What is expected:
Set the listing down again exactly, please, apart from its pictures.

(Location identification items)
┌──

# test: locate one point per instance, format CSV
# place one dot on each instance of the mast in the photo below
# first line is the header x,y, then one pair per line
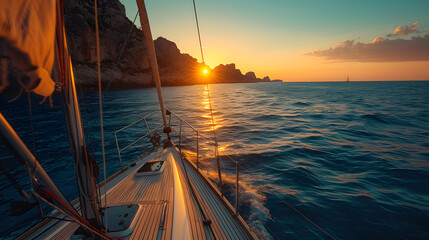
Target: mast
x,y
144,22
86,169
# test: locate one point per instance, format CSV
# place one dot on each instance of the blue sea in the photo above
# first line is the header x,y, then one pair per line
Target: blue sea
x,y
334,159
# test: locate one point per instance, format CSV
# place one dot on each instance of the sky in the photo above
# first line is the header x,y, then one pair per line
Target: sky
x,y
301,40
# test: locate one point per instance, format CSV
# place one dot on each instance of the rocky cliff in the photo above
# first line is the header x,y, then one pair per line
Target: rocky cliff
x,y
133,70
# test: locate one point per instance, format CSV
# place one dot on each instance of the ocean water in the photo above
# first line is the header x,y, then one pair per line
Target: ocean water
x,y
352,158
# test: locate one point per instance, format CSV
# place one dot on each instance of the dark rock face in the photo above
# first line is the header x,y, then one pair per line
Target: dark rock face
x,y
133,70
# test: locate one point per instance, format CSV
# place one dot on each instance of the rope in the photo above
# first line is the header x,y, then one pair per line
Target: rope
x,y
120,55
30,115
208,95
101,110
198,30
73,215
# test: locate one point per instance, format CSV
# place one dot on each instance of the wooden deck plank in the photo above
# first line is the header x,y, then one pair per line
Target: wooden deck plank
x,y
152,191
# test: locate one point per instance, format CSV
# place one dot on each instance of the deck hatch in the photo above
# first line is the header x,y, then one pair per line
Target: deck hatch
x,y
151,168
121,219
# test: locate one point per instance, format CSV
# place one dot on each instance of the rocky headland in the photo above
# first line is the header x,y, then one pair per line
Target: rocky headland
x,y
133,70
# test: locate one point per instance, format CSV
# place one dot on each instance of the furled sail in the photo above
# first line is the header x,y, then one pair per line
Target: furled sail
x,y
27,38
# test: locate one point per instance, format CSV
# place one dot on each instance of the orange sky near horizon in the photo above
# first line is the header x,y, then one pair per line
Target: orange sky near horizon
x,y
312,40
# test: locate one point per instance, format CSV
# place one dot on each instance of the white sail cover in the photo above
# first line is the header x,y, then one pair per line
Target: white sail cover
x,y
27,33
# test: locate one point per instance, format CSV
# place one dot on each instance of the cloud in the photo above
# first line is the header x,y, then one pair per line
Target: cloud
x,y
404,31
379,50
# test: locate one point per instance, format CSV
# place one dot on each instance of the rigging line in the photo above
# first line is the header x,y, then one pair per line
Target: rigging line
x,y
272,192
73,215
120,55
30,114
101,110
198,30
208,94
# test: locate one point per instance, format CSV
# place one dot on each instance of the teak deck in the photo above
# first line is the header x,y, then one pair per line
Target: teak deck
x,y
210,215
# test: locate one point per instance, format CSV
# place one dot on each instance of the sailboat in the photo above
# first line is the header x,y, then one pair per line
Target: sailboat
x,y
161,196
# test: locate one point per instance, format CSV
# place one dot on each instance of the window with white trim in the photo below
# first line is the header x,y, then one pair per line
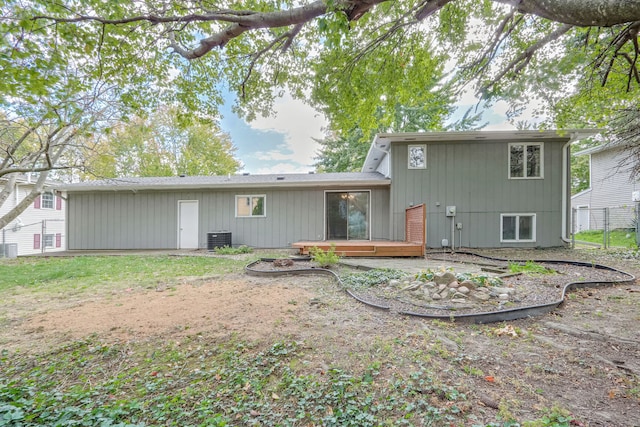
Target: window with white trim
x,y
525,160
48,240
48,200
518,227
251,205
417,157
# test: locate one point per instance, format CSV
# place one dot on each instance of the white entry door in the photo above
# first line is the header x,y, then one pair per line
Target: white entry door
x,y
187,224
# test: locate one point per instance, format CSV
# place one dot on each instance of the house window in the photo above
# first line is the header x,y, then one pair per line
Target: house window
x,y
47,200
347,215
417,157
525,160
518,227
48,240
250,206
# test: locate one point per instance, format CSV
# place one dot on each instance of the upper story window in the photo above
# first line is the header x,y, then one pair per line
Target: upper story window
x,y
250,206
48,200
417,157
525,160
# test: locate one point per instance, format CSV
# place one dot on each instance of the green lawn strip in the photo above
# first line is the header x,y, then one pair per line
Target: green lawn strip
x,y
60,274
617,238
206,384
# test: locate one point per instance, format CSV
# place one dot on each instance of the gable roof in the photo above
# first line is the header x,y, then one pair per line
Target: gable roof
x,y
602,147
382,142
341,179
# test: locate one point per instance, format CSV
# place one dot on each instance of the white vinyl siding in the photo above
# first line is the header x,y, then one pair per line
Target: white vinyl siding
x,y
48,200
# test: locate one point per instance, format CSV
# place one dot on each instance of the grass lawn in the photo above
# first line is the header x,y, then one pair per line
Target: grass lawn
x,y
116,272
402,373
617,238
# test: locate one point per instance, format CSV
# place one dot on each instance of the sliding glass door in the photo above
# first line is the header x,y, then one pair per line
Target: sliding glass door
x,y
347,215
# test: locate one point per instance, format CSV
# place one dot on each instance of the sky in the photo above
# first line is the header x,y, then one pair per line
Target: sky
x,y
283,143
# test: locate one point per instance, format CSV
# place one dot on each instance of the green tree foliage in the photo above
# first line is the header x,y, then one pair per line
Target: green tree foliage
x,y
162,144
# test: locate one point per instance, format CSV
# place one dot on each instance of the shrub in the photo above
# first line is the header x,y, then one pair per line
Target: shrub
x,y
324,258
367,279
228,250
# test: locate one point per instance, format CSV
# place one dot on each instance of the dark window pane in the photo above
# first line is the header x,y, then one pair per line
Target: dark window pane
x,y
516,161
526,228
508,228
533,160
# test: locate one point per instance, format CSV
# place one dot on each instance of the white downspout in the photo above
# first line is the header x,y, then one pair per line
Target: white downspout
x,y
565,218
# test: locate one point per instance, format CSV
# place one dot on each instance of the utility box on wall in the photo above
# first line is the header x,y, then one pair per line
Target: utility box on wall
x,y
218,239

└──

The answer:
# test: locate one point per instance, format CSV
# place one dot on each instance of the mast in the photo below
# first line is the header x,y, then one pair per line
Target: mast
x,y
144,22
86,169
# test: locate one point per instance, format CSV
# place one dot on each instance of the blue sea in the photo above
# first line is the header x,y, then one pair per line
Target: blue sea
x,y
334,159
# test: locate one point per instance, format CSV
# place one dot on each instance of the sky in the photo above
# first line is the header x,y, then one pair per line
Target: sky
x,y
301,40
# test: locate one point per instance, format CSV
# place one dot on each instance of the rocky cliff in the photo above
# first line is the header x,y, then one pair per line
Target: rocky cliff
x,y
133,70
# test: locate one point per instance, format CSV
# place one dot on each instance of the ocean water in the photo above
# first line is the header x,y, then one pair per line
Target: ocean water
x,y
352,158
# test: locate one point per instance, format CSV
# place one dot on each instance of the dark rock face in the photo above
# first line is the header x,y, then one pair per line
Target: dark rock face
x,y
133,70
# test: locate one point per instance, format CSV
# place one dot on each instance of the rope in the photo above
# first line is the header x,y, then one pair per line
Target: rope
x,y
120,55
30,115
208,95
101,110
198,30
73,215
# test: locate one point per instance, format CSV
# place one dot on each instance of the wooden deck plank in the photo above
# first line is the header x,y, then one pair per line
Target: wooden deck plank
x,y
152,191
# test: locate one point per instance, format CSV
# place one dot on each instance of the deck hatch in the photo above
# first line is the header x,y, then one pair per line
Target: deck hatch
x,y
151,168
121,219
# test: locate one point per instance, format CSV
# place one dot on each instance of the rocky headland in the photo above
# first line is the header x,y, then one pair per line
Target: rocky headland
x,y
133,70
# test: locate one point per instance, format CSV
# place one dot on each instance of the furled sail in the photo above
# first line is the header x,y, then one pair per line
Target: furled sail
x,y
27,38
# test: locate one point per instance, format CSV
# place one dot on each instance of the orange sky near horizon in the photo above
# first line is the header x,y, then one pair per line
Target: orange sky near horizon
x,y
312,40
# test: locate one point per instance, format CSV
# place one dot on each instance of the white sail cover in the photo above
# first line is the header x,y, then one pair per line
Target: white sail cover
x,y
27,33
# test: locate one point per instance, format CSV
# place one dot on each instance of the cloud in the photo above
# first line is the header x,y, then one pair per line
Target: cloud
x,y
404,31
379,50
# test: locate one point per instance, format CSV
# place one dot on each instance of the rigging line in the photo above
# first line is the header x,y, then one pair per line
Target: rigging line
x,y
272,192
73,215
120,55
30,114
101,110
198,30
208,94
# test: locate one point per instance, format CSV
# place one dot on each instance of the teak deck in the photo above
# first line is the header x,y, then one pair per line
Target: teak deck
x,y
210,215
# test: locate one point per instance, format CSV
# place one dot on each instance of the sailboat in the photo above
# first line is the header x,y, then one pair per line
Target: sailboat
x,y
161,196
# test: locate one point per instance, format CSV
# place one dot on each instance of the window with white trim in the photo below
# first line is the header x,y, then one pair per line
Target: window with white trim
x,y
525,160
48,240
48,200
518,227
251,205
417,157
# test: locate one point per instance, format CSV
# place one dot on each instance of the white entry door in the photo above
# first line is the header x,y, then one pair per line
Target: white entry door
x,y
187,224
# test: locate one point per instance, format CSV
# place one dot on each instance of the house window in the photo above
# first line is the header x,y, then one pair per line
Target: house window
x,y
47,200
347,215
417,157
525,160
518,227
48,240
250,206
# test: locate one point per instance, format CSV
# place one dot on each instance of the upper story window in the photo above
# first line is the header x,y, then one pair per line
Target: upper story window
x,y
250,206
48,200
417,157
525,160
# test: locate one point per instance, format CSV
# place one dot on each instance of the green lawn strip in the photo above
# first line is the header x,y, then one pair per line
Target: green lawn strip
x,y
60,274
617,238
206,384
# test: locate one point per instance, format CSV
# place one dot on each instance of the gable roof in the photo above
# first line is the header x,y, then one pair per line
Target: gable roof
x,y
602,147
382,142
341,179
# test: locate one point per instance, format CSV
# place one dot on each instance of the white vinyl siding in the photo above
# first line is the header x,y, then one pair per line
Target: white vinyl siding
x,y
48,200
# test: locate one point per instance, format CSV
# place one dot on each instance of the grass lawn in the photo above
# first line is the header x,y, then one pair per line
Target: grass lawn
x,y
116,272
402,373
617,238
# test: locate one point per instance, format CSV
# place one dot on each instance of the sliding glass door in the photo above
# first line is the header x,y, then one pair per line
Target: sliding glass door
x,y
347,215
# test: locate one point per instance, format CSV
# place one dot on each instance of the sky in the photo above
# first line is the header x,y, then one pair per line
Target: sky
x,y
283,143
# test: locate one point per instance, format CSV
# place one dot on each instance of the green tree foliage in the photo above
# first line is the header x,y, then one pair per line
Target: green tree foliage
x,y
162,144
# test: locate one point per instance, format CSV
# place one dot on each instance of the shrub in the photo above
# first line is the header x,y, then one pair per line
Target: shrub
x,y
324,258
367,279
228,250
# test: locate one point per instance, format CSV
# place one dot on each instance of the dark window pane in the photo above
# first line is the header x,y, then one pair per line
Target: dark window pane
x,y
516,161
526,228
508,228
533,160
# test: locate one point per instance, format CSV
# place one dot on each instance of the white downspout in the photo above
# first line is the header x,y, then one pair per line
Target: white downspout
x,y
565,218
# test: locate one point per instance, format CSV
# place one dot on each instance of the utility box on wall in the photo above
# first line is the header x,y, then one pair per line
Target: utility box on wall
x,y
218,239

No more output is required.